# Written exercise
Please write out the records from the line with "Each instance of the wooden" up to and including the line with "Target: wooden table", copying them word for word.

# Provided records
*-*-*

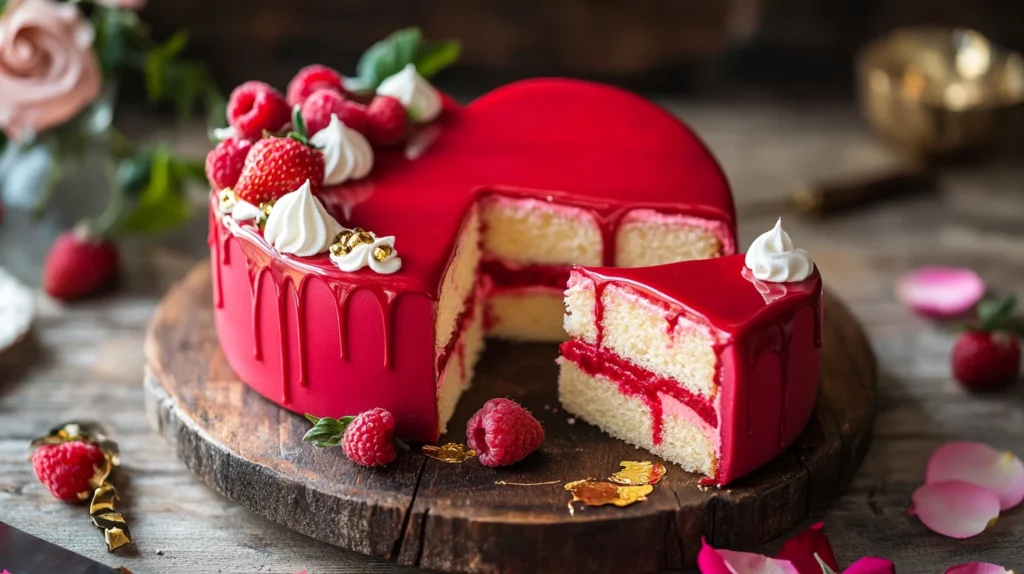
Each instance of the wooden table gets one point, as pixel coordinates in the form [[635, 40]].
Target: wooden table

*-*-*

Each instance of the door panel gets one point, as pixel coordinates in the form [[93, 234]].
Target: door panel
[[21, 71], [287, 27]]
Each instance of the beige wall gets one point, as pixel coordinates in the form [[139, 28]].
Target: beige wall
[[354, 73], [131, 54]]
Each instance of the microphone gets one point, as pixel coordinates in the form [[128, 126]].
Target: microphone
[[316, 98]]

*-*-*

# Finished answer
Each instance of the wooden table gets one point, as pixel coordinates in the form [[635, 40]].
Target: wooden table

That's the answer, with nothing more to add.